• _SELECTED EXCERPT_
__________

The inter-rater variability study demonstrated that residual tumor segmentation performance is on par with the average human expert annotator performance, when evaluated against an independent ground truth segmentation. Even when evaluated against the consensus agreement annotation, which is by definition biased towards each of the human annotators included in the study, the best segmentation model achieves scores similar to the individual expert annotations. The consensus agreement annotation based on a majority voting scheme over all annotations from the eight different annotators should be considered the gold standard for defining the residual tumor. However, this is not achievable in a real-world clinical scenario, where even an exact delineation of the tumor remnant from one human annotator is rarely performed. The best available segmentation models for pre-operative segmentation achieve Dice scores of up to 90%, but the inter-rater variability study shows that this is far from realistic in the early post-operative case. Indeed, the particular challenges of early post-operative segmentation, such as small and fragmented tumors with an average tumor volume of only 3 ml in this dataset, in contrast to the pre-operative case with an average tumor volume of 35 ml, makes it difficult even for human expert annotators to achieve Dice scores of more than 60%.

__________

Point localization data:
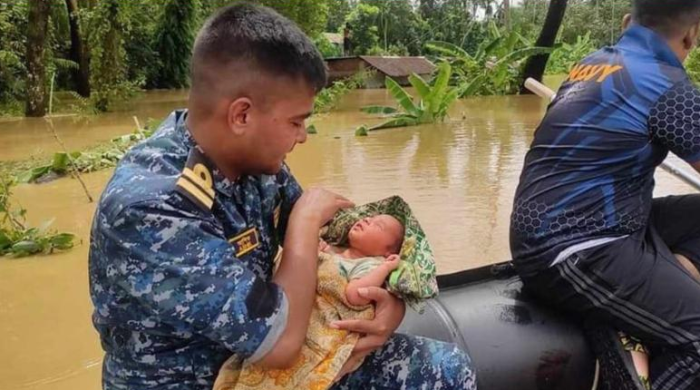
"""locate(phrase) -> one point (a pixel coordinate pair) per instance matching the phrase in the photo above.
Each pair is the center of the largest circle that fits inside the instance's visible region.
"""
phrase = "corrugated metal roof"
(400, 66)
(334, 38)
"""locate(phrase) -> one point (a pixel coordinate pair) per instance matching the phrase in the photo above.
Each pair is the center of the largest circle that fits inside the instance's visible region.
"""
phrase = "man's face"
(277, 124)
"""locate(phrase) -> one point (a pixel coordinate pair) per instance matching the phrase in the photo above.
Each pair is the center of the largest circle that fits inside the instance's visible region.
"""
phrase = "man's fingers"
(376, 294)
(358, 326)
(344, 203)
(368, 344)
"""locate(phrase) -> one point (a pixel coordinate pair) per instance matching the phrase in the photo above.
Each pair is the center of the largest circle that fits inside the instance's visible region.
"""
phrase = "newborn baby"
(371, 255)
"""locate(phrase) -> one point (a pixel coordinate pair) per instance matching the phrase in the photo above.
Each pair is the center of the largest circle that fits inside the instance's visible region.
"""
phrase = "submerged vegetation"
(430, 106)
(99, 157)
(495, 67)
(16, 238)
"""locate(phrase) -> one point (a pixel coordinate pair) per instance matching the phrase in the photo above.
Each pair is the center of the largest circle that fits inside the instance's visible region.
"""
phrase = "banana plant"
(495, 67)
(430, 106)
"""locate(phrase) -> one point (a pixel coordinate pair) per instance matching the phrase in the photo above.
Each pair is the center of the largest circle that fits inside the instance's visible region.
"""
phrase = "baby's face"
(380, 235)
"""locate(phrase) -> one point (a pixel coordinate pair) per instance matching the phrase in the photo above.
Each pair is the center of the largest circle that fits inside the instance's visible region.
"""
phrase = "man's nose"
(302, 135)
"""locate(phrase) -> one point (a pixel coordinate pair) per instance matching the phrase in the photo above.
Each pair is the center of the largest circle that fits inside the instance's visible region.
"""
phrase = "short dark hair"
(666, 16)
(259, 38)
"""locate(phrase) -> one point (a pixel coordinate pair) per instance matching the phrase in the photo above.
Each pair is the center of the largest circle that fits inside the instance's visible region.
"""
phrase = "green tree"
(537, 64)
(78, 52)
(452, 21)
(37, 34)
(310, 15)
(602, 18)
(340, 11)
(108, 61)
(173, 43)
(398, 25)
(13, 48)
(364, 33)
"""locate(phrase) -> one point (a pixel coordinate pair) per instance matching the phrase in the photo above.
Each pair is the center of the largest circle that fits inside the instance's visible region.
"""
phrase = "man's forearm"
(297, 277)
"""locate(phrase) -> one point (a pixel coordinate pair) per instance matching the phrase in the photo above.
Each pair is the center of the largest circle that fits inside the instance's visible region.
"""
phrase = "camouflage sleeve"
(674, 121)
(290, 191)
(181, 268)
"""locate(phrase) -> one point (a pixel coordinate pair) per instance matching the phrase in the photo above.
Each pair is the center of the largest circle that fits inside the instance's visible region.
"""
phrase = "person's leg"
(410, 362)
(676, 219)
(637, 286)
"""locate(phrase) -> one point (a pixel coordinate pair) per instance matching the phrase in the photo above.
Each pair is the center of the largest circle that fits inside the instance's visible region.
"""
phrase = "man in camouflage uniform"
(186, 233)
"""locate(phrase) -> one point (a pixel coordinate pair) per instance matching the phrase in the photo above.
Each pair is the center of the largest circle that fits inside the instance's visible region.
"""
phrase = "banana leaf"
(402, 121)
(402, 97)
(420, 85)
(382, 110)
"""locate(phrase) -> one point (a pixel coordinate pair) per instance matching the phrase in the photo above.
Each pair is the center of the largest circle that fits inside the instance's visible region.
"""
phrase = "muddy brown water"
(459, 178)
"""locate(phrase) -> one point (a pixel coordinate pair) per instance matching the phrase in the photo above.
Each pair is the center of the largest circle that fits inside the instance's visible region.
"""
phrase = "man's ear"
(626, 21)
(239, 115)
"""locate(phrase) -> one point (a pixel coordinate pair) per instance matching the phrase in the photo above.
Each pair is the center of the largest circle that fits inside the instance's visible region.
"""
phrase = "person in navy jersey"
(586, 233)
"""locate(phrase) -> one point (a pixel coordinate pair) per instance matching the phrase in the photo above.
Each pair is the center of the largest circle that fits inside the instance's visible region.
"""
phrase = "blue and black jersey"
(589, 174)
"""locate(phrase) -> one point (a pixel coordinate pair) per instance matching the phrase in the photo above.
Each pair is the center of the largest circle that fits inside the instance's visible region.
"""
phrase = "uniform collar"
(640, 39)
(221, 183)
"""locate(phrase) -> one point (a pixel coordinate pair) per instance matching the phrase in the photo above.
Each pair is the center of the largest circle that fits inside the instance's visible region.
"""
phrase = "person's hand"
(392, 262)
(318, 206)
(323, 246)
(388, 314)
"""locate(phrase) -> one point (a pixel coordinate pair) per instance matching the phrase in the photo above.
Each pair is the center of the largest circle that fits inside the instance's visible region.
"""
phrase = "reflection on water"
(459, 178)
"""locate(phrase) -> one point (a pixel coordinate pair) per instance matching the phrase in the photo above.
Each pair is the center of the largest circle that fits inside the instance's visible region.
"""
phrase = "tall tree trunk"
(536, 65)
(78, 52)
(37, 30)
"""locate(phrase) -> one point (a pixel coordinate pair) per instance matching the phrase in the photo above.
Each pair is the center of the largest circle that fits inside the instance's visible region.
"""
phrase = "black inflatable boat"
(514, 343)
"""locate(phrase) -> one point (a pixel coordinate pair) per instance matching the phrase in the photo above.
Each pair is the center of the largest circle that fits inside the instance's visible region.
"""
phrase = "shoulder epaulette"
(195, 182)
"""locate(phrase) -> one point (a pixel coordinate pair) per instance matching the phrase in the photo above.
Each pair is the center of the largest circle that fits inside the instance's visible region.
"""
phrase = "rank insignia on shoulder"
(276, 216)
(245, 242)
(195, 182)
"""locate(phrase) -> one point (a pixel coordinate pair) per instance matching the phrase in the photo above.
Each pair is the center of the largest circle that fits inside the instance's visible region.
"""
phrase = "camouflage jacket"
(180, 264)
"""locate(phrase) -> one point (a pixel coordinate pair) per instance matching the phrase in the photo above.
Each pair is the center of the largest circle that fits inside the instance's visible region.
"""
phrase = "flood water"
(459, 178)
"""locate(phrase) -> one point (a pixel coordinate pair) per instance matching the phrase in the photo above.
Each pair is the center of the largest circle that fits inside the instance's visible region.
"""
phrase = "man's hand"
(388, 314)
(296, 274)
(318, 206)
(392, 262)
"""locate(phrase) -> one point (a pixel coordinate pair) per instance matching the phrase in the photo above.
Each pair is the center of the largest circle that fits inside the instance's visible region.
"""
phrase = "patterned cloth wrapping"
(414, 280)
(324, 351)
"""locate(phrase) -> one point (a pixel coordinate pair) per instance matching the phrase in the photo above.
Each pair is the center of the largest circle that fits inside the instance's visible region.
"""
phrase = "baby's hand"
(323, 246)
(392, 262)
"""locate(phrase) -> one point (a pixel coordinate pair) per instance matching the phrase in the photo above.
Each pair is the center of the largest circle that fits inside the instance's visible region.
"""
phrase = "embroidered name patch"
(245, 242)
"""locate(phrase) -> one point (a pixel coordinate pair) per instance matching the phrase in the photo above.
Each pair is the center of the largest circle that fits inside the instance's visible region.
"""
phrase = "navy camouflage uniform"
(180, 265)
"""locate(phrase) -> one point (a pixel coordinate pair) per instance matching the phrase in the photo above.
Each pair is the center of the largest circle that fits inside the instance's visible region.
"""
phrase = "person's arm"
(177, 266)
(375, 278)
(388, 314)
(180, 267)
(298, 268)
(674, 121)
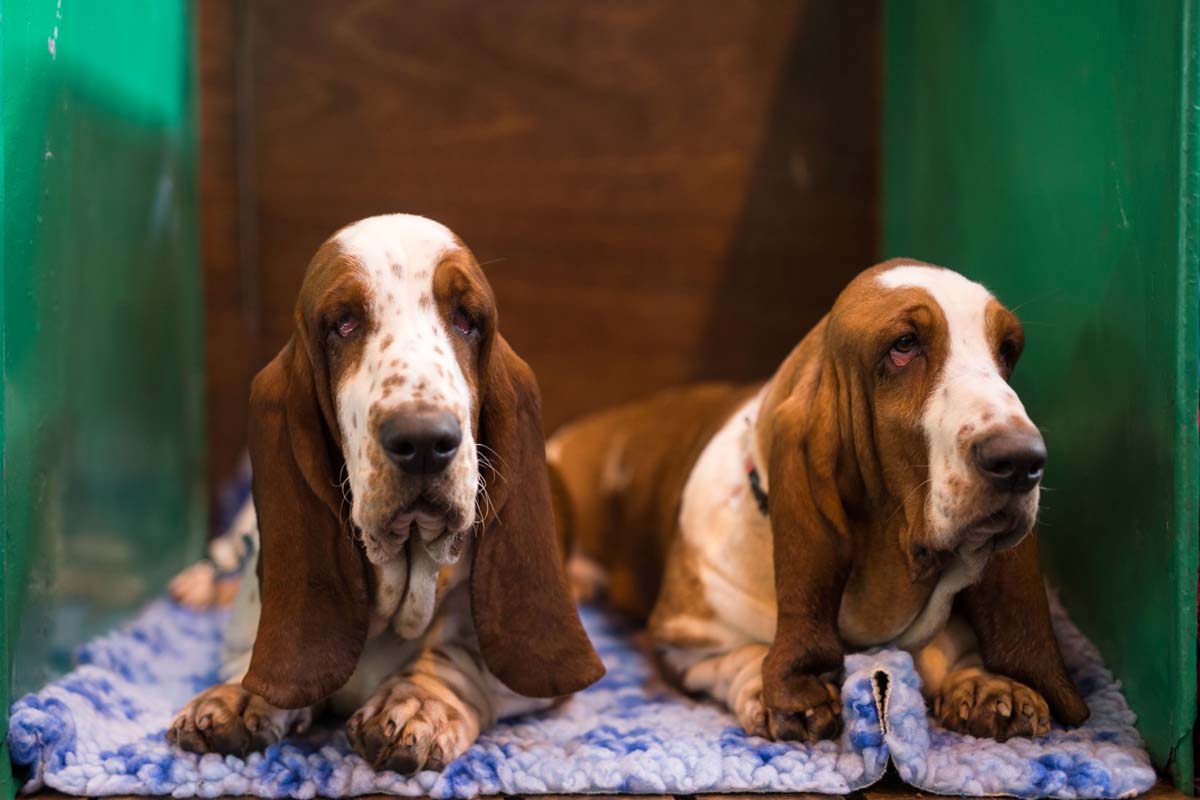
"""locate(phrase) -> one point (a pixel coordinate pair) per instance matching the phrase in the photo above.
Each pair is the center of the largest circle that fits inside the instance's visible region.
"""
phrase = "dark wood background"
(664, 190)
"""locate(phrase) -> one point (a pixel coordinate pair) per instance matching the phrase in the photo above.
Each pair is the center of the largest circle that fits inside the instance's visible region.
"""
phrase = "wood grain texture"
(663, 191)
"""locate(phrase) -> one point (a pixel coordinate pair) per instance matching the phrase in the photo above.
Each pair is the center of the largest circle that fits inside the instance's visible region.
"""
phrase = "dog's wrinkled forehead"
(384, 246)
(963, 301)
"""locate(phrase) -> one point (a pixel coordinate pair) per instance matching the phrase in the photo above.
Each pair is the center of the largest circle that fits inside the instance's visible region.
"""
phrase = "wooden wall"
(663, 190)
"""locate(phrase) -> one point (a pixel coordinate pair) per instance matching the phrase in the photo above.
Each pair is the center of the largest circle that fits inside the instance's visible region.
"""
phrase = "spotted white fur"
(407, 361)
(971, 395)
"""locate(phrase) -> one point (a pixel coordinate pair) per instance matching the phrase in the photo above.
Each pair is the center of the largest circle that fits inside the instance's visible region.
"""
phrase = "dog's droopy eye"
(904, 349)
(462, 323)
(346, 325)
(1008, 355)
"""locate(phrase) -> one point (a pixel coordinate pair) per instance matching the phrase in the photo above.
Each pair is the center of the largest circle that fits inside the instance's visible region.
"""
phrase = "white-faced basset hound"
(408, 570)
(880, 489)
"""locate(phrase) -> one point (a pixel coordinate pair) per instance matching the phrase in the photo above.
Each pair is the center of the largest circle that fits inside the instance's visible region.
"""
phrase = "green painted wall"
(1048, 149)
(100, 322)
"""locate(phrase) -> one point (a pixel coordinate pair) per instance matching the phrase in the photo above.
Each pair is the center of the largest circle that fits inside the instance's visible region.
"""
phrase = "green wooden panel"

__________

• _PROBLEM A_
Decide whether each statement agrees with the passage on post-operative tumor segmentation: (i) the consensus agreement annotation came from majority voting over the annotations of eight annotators; (ii) the average tumor volume in this dataset is 35 ml; (iii) exact delineation of the tumor remnant by one human annotator is routinely done in clinical practice. Answer yes or no for each, and quote the words of the passage that decide it.
• _PROBLEM B_
Resume the passage on post-operative tumor segmentation, starting right after its final sentence.

• _EXERCISE RESPONSE A_
(i) Yes: "a majority voting scheme over all annotations from the eight different annotators"
(ii) No: "an average tumor volume of only 3 ml in this dataset"
(iii) No: "even an exact delineation of the tumor remnant from one human annotator is rarely performed"

• _EXERCISE RESPONSE B_
The proposed automatic method for residual tumor segmentation should thus be considered an acceptable alternative to the current standard practice for evaluating the tumor remnant after surgery, as the average performance of the method lies within the variability range of individual expert annotators. Such segmentation performances are even achieved with the exclusive use of post-operative MR sequences as model inputs (T1w-CE, T1w, and FLAIR), whereas the addition of pre-operative information (pre-operative T1w-CE and label) retains the model performance on similar levels. Thus, in clinical practice, our trained models could be deployed even in the absence of pre-operative scans, as long as at least the T1w-CE and T1w post-operative sequences are available, to establish an automated and relatively fast method for the segmentation task. On a second level, the output segmentation masks can be used to differentiate between patients with remnant tumor after surgery and gross total resection patients, with increasing balanced accuracy performance as more sequences are added to the model inputs. Our early post-operative glioblastoma segmentation models have been made freely available in the Raidionics environment41.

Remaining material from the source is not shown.